(TASK PROMPT) Return verbatim the run of lines that opens with the line holding "Identify the riverbank" and closes with the last line of the records.

------ DATA FOR PROCESSING

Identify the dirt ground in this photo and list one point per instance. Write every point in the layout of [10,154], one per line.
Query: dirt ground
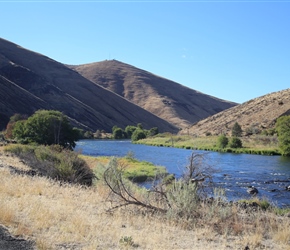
[9,242]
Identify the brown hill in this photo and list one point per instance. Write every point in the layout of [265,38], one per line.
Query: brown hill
[169,100]
[30,81]
[255,115]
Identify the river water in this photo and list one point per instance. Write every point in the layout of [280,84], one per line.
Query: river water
[234,172]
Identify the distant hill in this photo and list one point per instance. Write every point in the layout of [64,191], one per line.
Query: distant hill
[257,114]
[168,100]
[30,81]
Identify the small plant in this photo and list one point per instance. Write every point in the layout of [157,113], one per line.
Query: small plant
[237,130]
[222,141]
[127,241]
[236,143]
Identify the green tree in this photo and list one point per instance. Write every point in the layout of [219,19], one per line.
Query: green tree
[47,127]
[236,142]
[222,141]
[138,135]
[283,130]
[237,130]
[140,126]
[153,131]
[10,126]
[118,133]
[130,130]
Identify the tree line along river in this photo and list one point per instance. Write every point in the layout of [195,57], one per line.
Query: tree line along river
[233,172]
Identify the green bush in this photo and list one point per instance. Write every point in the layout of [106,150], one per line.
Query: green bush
[235,142]
[222,141]
[46,127]
[237,130]
[54,162]
[138,135]
[283,129]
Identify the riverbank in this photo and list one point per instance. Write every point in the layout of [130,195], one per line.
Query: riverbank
[64,216]
[257,144]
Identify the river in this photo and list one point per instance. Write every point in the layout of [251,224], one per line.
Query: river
[234,172]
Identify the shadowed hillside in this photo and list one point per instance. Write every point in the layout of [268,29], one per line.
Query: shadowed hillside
[169,100]
[255,115]
[30,81]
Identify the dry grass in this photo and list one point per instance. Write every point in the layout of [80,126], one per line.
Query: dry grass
[72,217]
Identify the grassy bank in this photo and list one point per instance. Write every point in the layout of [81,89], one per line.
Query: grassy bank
[67,216]
[263,145]
[134,170]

------------

(OUTPUT FOR THIS EXERCISE)
Identify the riverbank in this photo and list one point per instance. Write every point in the layout of [130,195], one per line.
Query: riverbank
[64,216]
[257,144]
Identify the river in this photo and list one point per instance. Write every point in the layout of [251,224], one per line.
Query: river
[234,172]
Identify the shadowed hillside in this photo and list one point per instance. Write every point in the layout of [268,29], one per line.
Query: shadowed hillside
[169,100]
[255,115]
[30,81]
Identify the dry grass in this photo and list one point per instance. Write every point in the layout of [80,126], one per line.
Query: dry grass
[72,217]
Identify the grassy bank in this photo and list one point per instance. Write every point in the layout of [81,89], one per line.
Query: grassy bank
[67,216]
[263,145]
[134,170]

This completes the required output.